[Extract]

A team of scientists in China has made a groundbreaking discovery: the fern species Blechnum orientale can naturally accumulate rare earth elements (REE) from the soil. This finding, detailed in a study published in the journal Environmental Science & Technology, suggests a potential new method for obtaining these essential materials without resorting to destructive mining practices.
Rare earth elements are vital for the production of numerous technological devices, including electric vehicles, smartphones, and wind turbines. Traditionally, extracting REEs involves extensive mining and processing, which can lead to significant environmental degradation, including topsoil destruction and water pollution. The new research offers an alternative approach that could mitigate these issues.
Researchers led by geochemist Liuqing He from the Chinese Academy of Sciences discovered that B. orientale can crystallize REE minerals within its tissues even under ordinary environmental conditions. This contrasts sharply with the conventional understanding of how these minerals form, which typically requires high temperatures and pressures found deep within the Earth.
The study highlights that B. orientale is classified as a hyperaccumulator plant, capable of thriving in soils with high concentrations of heavy metals. These conditions would usually be toxic to other plant species. Liuqing He explained the significance of this fern’s ability, stating, “This fern can facilitate REE mineralization, specifically the mineral monazite, which was previously only known to occur in rocks subjected to extreme geological conditions.”
Monazite is a prominent source of rare earth elements, and the researchers utilized advanced microscopic imaging and chemical analysis techniques to study the fern specimens collected in South China. Their findings suggest the feasibility of a process called phytomining, which involves using plants to extract metals from the soil. This method could revolutionize the way REEs are sourced and potentially alleviate the global competition for these critical resources.
In electric vehicles, elements such as neodymium, dysprosium, and praseodymium are essential for the powerful permanent magnets that drive the motors. Additionally, REEs play a crucial role in various components of smartphones, including displays, speakers, and camera lenses. While the current yield of REEs from B. orientale is not substantial, the research opens up exciting possibilities for future exploration into phytomining.
The next steps for the research team involve determining whether B. orientale is unique in its ability to extract REEs or if other plant species can also perform this function. They aim to develop efficient methods for extracting the monazite and breaking it down into its constituent rare earth elements without significant loss of material.
“This discovery reveals an alternative pathway for monazite mineralization under remarkably mild conditions and highlights the unique role of plants in initiating such processes,” the researchers concluded.
The implications of this research could be significant, particularly as countries worldwide strive to secure reliable supplies of rare earth elements in light of China’s current dominance in the REE supply chain, controlling approximately 70% of global mining and processing capabilities. The potential for harnessing natural processes to source these materials could pave the way for more sustainable practices in the technology sector.

[/Extract]
[Data section]

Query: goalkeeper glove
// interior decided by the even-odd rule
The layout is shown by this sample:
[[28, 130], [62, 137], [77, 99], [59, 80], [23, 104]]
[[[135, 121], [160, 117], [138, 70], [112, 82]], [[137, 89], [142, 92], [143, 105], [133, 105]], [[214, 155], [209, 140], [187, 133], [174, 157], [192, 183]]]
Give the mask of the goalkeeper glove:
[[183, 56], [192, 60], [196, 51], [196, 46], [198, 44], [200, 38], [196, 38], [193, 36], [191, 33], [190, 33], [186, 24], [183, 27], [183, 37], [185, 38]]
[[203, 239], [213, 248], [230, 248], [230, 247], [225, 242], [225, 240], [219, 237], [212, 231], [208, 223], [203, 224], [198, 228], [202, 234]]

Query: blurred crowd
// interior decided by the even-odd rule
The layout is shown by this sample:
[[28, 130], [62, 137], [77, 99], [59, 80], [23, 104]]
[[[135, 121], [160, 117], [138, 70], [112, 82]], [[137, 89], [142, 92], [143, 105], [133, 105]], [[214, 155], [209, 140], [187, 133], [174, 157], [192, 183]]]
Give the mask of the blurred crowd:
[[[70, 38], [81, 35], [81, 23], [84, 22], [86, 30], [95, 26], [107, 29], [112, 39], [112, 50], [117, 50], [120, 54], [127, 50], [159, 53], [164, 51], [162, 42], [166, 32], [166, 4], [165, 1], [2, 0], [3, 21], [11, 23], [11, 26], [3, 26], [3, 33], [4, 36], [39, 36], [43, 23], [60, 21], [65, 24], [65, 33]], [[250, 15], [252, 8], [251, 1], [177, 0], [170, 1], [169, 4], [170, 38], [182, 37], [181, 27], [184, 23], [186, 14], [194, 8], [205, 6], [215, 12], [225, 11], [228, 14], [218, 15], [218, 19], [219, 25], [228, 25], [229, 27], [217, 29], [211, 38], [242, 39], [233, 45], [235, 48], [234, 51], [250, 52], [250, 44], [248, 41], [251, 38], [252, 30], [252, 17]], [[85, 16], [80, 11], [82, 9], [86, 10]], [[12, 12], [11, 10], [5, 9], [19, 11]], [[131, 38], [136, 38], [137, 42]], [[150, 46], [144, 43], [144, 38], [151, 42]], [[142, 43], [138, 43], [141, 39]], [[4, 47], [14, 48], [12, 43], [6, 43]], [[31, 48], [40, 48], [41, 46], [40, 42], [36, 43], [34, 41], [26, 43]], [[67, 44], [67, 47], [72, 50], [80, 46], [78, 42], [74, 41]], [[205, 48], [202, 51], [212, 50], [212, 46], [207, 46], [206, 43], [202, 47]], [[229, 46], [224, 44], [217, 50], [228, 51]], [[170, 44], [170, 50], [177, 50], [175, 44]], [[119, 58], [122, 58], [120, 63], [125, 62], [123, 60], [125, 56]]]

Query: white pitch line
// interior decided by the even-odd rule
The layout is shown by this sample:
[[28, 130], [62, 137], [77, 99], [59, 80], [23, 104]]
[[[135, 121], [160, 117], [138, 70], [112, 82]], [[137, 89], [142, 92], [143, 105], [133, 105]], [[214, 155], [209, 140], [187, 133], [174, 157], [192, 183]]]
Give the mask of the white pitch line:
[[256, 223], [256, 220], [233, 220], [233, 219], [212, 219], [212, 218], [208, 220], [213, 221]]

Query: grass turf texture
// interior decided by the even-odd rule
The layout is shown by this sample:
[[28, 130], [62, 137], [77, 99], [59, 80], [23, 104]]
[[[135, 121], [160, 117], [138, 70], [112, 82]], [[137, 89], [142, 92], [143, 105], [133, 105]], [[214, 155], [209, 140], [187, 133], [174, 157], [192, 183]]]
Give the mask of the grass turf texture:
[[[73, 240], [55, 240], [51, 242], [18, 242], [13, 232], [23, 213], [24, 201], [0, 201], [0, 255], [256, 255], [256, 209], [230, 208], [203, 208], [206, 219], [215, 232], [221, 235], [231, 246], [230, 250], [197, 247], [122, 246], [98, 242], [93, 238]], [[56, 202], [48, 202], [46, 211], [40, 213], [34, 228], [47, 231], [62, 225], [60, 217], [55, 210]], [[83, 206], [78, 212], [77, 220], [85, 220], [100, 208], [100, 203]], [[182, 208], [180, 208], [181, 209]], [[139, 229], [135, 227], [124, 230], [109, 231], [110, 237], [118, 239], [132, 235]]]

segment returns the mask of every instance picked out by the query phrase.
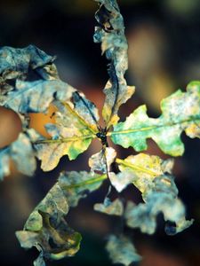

[/Data section]

- What you are asked to do
Rewrite the fern article from "Monazite is a" up to and including "these critical resources.", substituting "phytoextraction" for "phytomining".

- Solved exercise
Monazite is a prominent source of rare earth elements, and the researchers utilized advanced microscopic imaging and chemical analysis techniques to study the fern specimens collected in South China. Their findings suggest the feasibility of a process called phytoextraction, which involves using plants to extract metals from the soil. This method could revolutionize the way REEs are sourced and potentially alleviate the global competition for these critical resources.